Yukarıda tarih ve numarası yazılı mahkeme kararının müddeti içinde temyizen tetkiki alacaklı tarafından istenmesi üzerine bu işle ilgili dosya mahallinden daireye gönderilmiş olup, dava dosyası için Tetkik Hakimi tarafından düzenlenen rapor dinlendikten ve dosya içerisindeki tüm belgeler okunup incelendikten sonra işin gereği görüşülüp düşünüldü :
Alacaklı vekili tarafından, 28.01.2007 tarihli sulh sözleşmesine dayalı olarak başlatılan genel haciz yoluyla icra takibine karşı, borçlu vekilinin süresinde itiraz etmesi nedeniyle icra müdürlüğünce, takibin durdurulmasına karar verildiği, alacaklı vekilinin de itirazının kaldırılması talebi ile icra mahkemesine başvurduğu, mahkemece yetki itirazının kaldırılması isteminin reddine karar verildiği anlaşılmaktadır.

:: Verilen Bilgiler ::
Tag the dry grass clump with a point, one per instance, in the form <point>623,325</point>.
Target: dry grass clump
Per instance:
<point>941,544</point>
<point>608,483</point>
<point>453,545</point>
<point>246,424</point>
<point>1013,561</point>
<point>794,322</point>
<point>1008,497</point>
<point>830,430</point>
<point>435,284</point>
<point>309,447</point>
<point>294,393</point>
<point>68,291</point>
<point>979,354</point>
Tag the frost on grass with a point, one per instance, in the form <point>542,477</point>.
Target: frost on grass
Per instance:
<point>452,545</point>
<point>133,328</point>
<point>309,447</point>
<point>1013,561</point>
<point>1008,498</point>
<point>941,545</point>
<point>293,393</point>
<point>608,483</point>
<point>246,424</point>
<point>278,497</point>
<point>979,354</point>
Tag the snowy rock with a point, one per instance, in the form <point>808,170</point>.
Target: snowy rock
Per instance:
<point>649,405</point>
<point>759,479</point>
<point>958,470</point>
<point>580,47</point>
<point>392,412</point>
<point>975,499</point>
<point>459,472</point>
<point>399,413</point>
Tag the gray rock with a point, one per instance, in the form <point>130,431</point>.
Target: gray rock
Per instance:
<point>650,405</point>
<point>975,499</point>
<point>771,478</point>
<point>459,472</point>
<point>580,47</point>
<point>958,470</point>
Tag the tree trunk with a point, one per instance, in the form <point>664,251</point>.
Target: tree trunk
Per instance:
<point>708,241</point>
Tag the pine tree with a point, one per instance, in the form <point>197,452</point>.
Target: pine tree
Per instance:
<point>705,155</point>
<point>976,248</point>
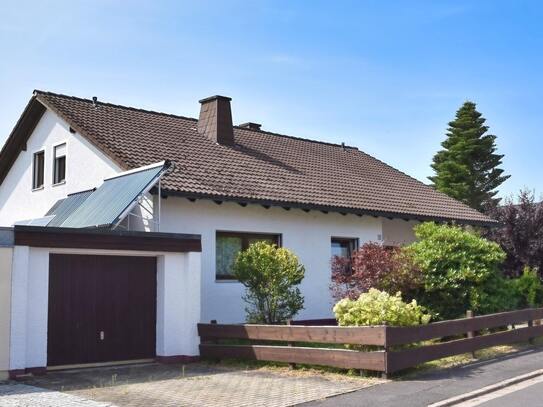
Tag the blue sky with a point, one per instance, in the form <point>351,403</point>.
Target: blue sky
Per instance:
<point>386,76</point>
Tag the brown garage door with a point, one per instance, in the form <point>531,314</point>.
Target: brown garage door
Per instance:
<point>101,308</point>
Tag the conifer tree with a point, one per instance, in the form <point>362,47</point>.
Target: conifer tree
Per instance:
<point>468,167</point>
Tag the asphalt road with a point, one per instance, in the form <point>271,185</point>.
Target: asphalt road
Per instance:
<point>529,397</point>
<point>431,387</point>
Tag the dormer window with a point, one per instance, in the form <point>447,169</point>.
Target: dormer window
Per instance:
<point>59,164</point>
<point>38,164</point>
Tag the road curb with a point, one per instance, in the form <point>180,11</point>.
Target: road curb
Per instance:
<point>488,389</point>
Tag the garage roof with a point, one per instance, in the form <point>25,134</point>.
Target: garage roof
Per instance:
<point>110,203</point>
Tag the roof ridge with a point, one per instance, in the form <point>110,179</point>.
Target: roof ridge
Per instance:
<point>271,133</point>
<point>135,109</point>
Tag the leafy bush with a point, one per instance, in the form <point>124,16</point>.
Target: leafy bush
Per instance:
<point>520,233</point>
<point>529,289</point>
<point>460,271</point>
<point>270,275</point>
<point>377,308</point>
<point>374,266</point>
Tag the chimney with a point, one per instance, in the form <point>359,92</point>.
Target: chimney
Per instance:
<point>215,120</point>
<point>251,126</point>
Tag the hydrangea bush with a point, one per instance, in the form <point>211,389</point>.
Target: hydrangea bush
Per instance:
<point>378,308</point>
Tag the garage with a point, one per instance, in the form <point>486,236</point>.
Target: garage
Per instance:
<point>101,308</point>
<point>87,296</point>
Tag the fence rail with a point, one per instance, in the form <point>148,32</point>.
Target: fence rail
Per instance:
<point>392,355</point>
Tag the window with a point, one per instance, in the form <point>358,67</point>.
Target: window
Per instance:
<point>343,247</point>
<point>59,164</point>
<point>38,169</point>
<point>229,244</point>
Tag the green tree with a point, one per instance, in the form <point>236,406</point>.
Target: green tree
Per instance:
<point>271,275</point>
<point>460,271</point>
<point>467,167</point>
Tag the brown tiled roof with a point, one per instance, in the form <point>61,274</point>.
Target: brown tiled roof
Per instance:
<point>261,167</point>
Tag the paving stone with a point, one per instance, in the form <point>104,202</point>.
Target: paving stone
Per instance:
<point>22,395</point>
<point>195,385</point>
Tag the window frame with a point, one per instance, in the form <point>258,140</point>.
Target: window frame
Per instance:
<point>353,243</point>
<point>55,146</point>
<point>245,237</point>
<point>35,175</point>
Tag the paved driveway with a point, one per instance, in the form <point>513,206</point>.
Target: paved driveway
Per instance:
<point>159,385</point>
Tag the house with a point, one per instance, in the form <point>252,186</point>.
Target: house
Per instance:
<point>76,173</point>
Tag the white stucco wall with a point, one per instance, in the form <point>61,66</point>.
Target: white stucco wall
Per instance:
<point>178,303</point>
<point>86,167</point>
<point>398,232</point>
<point>307,234</point>
<point>6,254</point>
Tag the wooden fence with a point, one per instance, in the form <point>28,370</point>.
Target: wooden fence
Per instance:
<point>392,354</point>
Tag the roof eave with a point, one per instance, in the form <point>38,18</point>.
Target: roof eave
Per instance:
<point>83,132</point>
<point>327,208</point>
<point>17,139</point>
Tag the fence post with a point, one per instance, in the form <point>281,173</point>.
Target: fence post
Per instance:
<point>531,324</point>
<point>384,375</point>
<point>471,334</point>
<point>290,344</point>
<point>214,341</point>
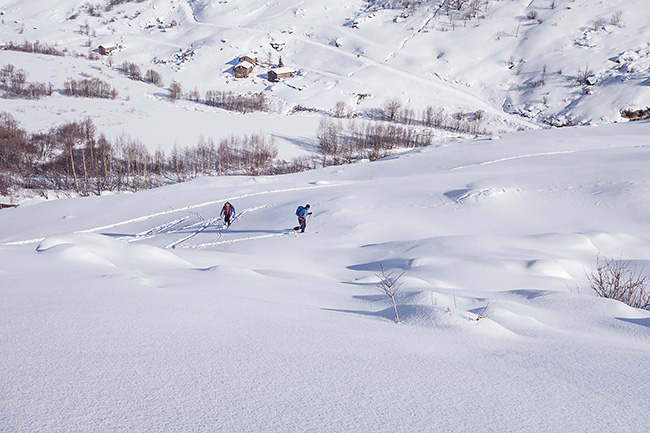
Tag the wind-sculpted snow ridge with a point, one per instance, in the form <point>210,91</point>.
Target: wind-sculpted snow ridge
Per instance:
<point>141,312</point>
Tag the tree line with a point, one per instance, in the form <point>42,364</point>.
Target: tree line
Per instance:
<point>76,157</point>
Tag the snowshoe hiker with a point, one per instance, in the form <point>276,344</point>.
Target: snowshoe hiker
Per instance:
<point>302,213</point>
<point>227,212</point>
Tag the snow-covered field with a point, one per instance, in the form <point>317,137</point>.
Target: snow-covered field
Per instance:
<point>140,312</point>
<point>520,71</point>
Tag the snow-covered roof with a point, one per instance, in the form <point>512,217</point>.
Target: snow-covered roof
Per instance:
<point>283,70</point>
<point>245,64</point>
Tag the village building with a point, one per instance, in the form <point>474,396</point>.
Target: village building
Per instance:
<point>279,73</point>
<point>106,49</point>
<point>250,58</point>
<point>243,69</point>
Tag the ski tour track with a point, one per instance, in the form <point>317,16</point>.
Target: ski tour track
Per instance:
<point>437,84</point>
<point>184,225</point>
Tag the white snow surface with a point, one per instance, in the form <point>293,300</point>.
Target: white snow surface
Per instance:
<point>141,312</point>
<point>520,72</point>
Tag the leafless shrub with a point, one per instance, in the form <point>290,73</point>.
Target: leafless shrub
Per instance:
<point>90,88</point>
<point>14,84</point>
<point>35,47</point>
<point>641,114</point>
<point>194,95</point>
<point>617,279</point>
<point>388,285</point>
<point>230,101</point>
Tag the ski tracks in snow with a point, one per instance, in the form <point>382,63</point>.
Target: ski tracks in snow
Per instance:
<point>177,225</point>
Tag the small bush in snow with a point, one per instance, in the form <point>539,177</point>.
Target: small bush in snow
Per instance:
<point>388,285</point>
<point>617,279</point>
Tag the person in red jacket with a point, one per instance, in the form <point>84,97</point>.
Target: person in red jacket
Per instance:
<point>227,212</point>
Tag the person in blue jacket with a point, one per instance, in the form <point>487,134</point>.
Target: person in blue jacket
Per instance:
<point>302,213</point>
<point>227,212</point>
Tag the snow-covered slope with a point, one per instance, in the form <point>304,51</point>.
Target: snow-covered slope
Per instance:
<point>140,312</point>
<point>518,62</point>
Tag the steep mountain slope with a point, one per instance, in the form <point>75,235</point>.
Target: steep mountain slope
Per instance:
<point>505,59</point>
<point>140,312</point>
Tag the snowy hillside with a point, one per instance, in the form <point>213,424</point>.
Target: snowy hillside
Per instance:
<point>140,312</point>
<point>519,63</point>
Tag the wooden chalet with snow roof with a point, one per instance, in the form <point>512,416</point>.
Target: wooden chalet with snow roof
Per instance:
<point>243,69</point>
<point>277,74</point>
<point>250,58</point>
<point>106,49</point>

:: Alıştırma Yönergesi ::
Karar metnine göre alacaklı vekilinin başlattığı icra takibi hangi tarihli sözleşmeye dayanmaktadır?

:: Çözümlü Soru ::
28.01.2007 tarihli sulh sözleşmesine dayanmaktadır.